-- PAGE EXCERPT --
───

Official scoring guide
Tennessee TCAP Grades 4–5 4 scoring criteria Analytic rubric 16 pts total

TCAP Narrative Writing Rubric, Grades 4–5

Complete scoring guide for TCAP Narrative writing at Grades 4–5. All four analytic traits, every score point, every descriptor extracted verbatim from the Tennessee Department of Education May 2017 source.

Verified against official source Last updated May 2026
01 Overview

What this rubric measures

The TCAP Narrative Writing Rubric, Grades 4–5 is the official scoring guide used to evaluate student writing on Tennessee TCAP assessments. It is an Analytic rubric that scores responses across 4 distinct criteria, allowing teachers to give precise, targeted feedback on each area of writing.

02 Full rubric

All 4 scoring criteria

Click any criterion to expand its score level descriptors. The language below is taken verbatim from the official Tennessee Department of Education TCAP scoring guide.

1
Focus and Organization
1-4 pts
4 pts Effective situation and sequence

In response to the task and the stimulus, the writing:

  • effectively establishes a relevant situation to orient the reader and introduces a narrator and/or characters.
  • utilizes effective organizational strategies to establish a sequence of events that unfolds naturally and logically.
  • contains an effective conclusion that follows from the narrated events or experiences.
3 pts Adequate situation and sequence

In response to the task and the stimulus, the writing:

  • adequately establishes a relevant situation to orient the reader and introduces a narrator and/or characters.
  • utilizes adequate organizational strategies to establish a sequence of events that unfolds naturally and logically.
  • contains an adequate conclusion that follows from the narrated events or experiences.
2 pts Limited and possibly confusing

In response to the task and the stimulus, the writing:

  • conveys a limited, possibly confusing situation that may include a narrator and/or characters.
  • contains a limited sequence of events that may be confusing or contain gaps that interfere with the natural flow of events and/or experiences.

───

-- JOBS --
• a. Decide whether each statement below agrees with the TCAP rubric page. For each one, answer yes or no and quote the deciding words. (i) The rubric scores responses across four criteria. (ii) At the 3-point level of Focus and Organization, the writing effectively establishes a relevant situation. (iii) The descriptors were taken from a Tennessee Department of Education source dated May 2017.
• b. Output the passage of the TCAP rubric page that begins at the words "What this rubric" and stops after "area of writing.".

───

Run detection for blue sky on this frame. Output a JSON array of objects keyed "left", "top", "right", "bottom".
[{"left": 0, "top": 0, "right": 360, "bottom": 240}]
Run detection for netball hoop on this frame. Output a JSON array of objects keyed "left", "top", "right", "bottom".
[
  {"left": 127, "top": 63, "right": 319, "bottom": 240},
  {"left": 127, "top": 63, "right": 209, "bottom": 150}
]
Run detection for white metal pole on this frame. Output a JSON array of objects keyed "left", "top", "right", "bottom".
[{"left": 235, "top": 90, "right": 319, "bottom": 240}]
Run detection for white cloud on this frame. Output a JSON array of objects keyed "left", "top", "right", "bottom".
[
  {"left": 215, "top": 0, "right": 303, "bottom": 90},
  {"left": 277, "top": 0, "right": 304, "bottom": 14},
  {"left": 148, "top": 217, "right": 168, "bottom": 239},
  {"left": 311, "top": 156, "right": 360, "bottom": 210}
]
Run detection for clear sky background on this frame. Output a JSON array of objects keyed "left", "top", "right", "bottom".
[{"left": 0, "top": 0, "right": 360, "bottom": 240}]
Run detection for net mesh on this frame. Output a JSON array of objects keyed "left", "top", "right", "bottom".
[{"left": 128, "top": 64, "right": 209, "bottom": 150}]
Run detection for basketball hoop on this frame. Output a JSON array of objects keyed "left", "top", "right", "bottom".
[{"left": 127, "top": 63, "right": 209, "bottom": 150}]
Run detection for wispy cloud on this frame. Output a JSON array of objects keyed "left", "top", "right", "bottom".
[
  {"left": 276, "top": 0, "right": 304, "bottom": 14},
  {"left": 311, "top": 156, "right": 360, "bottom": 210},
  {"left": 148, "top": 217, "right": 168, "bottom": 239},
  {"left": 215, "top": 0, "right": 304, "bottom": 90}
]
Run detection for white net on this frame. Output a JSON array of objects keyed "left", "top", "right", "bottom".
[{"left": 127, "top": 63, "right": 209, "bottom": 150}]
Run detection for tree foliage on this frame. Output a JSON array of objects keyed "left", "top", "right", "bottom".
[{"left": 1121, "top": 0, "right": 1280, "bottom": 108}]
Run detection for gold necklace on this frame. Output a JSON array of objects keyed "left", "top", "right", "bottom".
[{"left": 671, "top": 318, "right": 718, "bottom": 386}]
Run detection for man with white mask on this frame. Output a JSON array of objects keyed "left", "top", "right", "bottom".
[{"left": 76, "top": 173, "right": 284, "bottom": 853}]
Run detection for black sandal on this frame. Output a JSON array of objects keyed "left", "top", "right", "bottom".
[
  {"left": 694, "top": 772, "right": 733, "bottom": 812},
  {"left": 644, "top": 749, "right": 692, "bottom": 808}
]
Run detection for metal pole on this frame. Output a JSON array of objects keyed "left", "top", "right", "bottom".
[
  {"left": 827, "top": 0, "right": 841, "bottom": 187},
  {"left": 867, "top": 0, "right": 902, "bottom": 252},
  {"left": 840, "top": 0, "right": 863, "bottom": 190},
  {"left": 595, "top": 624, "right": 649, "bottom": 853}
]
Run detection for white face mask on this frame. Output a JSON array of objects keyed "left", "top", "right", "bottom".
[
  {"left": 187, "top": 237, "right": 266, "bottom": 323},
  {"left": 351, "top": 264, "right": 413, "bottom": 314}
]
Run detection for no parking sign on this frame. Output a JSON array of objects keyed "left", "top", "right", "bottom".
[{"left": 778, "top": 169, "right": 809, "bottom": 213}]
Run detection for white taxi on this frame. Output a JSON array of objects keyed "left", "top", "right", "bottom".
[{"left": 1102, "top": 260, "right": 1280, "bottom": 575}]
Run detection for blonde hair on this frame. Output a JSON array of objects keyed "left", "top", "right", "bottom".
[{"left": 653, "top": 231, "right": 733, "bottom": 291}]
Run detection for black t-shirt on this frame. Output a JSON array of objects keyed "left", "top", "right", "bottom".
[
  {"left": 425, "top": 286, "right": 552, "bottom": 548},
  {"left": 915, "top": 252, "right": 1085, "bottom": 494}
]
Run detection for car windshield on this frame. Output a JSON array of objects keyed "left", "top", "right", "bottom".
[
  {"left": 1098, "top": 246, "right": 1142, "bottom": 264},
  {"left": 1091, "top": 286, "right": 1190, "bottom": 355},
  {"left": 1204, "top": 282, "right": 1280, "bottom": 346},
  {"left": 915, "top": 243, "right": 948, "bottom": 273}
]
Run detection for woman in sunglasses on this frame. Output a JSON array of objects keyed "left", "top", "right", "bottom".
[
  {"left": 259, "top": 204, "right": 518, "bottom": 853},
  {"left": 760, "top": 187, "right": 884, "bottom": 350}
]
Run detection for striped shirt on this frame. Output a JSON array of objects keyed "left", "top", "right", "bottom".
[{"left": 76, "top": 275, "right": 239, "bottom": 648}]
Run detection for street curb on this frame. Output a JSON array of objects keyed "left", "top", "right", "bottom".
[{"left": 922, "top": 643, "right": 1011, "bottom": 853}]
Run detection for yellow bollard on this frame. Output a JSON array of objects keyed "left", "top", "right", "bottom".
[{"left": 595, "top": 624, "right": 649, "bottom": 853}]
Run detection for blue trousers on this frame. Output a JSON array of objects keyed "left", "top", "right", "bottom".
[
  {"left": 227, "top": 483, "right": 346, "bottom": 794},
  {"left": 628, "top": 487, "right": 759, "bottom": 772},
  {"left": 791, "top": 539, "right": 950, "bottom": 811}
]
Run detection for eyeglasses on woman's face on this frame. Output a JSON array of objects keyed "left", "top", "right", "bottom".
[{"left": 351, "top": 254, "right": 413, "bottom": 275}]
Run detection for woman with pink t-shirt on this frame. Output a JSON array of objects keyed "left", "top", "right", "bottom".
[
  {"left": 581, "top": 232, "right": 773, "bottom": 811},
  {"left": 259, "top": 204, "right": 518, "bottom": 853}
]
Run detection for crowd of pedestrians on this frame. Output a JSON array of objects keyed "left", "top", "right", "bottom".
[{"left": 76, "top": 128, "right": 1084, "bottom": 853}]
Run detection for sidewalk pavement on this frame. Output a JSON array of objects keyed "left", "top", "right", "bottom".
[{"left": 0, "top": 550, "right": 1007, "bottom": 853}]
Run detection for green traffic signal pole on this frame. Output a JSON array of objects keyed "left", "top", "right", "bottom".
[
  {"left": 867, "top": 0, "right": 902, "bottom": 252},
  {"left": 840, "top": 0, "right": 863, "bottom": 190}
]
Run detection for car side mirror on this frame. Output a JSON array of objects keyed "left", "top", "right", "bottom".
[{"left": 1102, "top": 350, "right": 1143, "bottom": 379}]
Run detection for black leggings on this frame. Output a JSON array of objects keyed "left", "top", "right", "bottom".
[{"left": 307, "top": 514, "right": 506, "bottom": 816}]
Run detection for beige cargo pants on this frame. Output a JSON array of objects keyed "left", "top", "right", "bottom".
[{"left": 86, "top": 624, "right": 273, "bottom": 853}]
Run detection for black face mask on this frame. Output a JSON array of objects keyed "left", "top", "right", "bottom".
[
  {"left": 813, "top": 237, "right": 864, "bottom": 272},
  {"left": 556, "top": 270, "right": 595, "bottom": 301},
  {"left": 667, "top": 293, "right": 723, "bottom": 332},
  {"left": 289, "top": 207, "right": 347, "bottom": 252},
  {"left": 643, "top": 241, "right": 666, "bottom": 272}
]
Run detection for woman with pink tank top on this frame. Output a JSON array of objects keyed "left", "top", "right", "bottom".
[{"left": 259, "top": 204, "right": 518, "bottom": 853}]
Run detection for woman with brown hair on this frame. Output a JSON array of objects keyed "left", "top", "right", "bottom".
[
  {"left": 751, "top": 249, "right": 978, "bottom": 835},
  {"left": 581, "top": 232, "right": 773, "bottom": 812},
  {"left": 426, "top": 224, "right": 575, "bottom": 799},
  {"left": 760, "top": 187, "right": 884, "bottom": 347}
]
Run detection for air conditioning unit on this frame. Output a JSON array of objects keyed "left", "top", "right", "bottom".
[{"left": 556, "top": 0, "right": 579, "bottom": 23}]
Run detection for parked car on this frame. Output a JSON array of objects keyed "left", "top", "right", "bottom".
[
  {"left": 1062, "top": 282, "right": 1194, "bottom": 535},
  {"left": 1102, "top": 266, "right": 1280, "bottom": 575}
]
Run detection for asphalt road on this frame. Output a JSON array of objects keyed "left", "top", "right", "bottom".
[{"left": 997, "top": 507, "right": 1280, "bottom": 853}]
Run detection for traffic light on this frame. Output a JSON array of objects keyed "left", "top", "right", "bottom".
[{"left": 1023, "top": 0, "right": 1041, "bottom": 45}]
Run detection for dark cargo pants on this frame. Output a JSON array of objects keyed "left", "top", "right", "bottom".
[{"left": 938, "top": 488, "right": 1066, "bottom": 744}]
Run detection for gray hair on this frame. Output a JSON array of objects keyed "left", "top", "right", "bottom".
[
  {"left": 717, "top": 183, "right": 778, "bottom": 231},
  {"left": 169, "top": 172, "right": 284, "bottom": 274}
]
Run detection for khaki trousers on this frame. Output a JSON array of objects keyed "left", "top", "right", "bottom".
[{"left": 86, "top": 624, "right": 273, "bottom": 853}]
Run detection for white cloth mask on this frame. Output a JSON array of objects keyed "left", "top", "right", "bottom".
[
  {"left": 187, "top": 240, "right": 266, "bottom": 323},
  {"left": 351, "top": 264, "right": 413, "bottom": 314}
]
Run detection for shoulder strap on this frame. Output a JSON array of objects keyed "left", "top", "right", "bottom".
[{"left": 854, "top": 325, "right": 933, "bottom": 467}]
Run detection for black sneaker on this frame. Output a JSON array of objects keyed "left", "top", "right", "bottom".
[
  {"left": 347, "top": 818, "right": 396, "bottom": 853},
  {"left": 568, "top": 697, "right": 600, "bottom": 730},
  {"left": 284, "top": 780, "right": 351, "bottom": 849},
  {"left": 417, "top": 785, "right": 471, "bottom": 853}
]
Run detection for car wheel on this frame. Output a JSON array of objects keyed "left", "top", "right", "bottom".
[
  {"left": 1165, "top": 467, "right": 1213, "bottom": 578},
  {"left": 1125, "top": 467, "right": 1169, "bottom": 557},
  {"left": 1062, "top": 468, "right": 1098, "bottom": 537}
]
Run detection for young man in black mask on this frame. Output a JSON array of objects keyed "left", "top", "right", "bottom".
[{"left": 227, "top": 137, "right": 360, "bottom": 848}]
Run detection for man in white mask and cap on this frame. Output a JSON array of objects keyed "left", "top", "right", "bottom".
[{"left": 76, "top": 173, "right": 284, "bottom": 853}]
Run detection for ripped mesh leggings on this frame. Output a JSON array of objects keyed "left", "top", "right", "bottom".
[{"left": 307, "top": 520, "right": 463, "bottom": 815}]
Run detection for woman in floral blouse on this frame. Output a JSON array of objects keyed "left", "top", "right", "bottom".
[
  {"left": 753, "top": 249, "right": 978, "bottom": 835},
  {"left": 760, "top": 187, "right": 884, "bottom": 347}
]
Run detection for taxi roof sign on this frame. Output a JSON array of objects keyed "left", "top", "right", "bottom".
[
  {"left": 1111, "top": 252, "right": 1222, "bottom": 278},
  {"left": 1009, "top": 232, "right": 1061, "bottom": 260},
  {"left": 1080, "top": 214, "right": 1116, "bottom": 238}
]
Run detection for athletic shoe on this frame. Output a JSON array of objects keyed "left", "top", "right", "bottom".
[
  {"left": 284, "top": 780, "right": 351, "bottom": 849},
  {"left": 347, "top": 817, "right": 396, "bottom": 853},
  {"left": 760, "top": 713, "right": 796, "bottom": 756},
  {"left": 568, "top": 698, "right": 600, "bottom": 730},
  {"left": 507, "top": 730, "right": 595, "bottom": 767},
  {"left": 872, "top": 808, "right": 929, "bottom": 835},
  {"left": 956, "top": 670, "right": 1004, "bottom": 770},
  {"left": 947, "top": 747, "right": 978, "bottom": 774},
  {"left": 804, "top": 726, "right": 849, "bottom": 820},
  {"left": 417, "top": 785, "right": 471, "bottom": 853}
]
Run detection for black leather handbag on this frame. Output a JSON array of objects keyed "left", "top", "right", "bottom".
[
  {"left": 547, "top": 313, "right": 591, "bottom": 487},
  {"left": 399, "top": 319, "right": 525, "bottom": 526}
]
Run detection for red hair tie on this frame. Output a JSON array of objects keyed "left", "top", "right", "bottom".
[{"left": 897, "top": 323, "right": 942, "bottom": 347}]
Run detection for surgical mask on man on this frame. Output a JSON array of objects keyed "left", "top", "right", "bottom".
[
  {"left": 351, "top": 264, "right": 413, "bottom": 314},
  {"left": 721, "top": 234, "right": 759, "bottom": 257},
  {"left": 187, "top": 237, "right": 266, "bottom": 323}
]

───

-- WORKED SOLUTIONS --
• a.
(i) Yes: "scores responses across 4 distinct criteria"
(ii) No: "adequately establishes a relevant situation to orient the reader and introduces a narrator and/or characters."
(iii) Yes: "extracted verbatim from the Tennessee Department of Education May 2017 source"

• b.
What this rubric measures

The TCAP Narrative Writing Rubric, Grades 4–5 is the official scoring guide used to evaluate student writing on Tennessee TCAP assessments. It is an Analytic rubric that scores responses across 4 distinct criteria, allowing teachers to give precise, targeted feedback on each area of writing.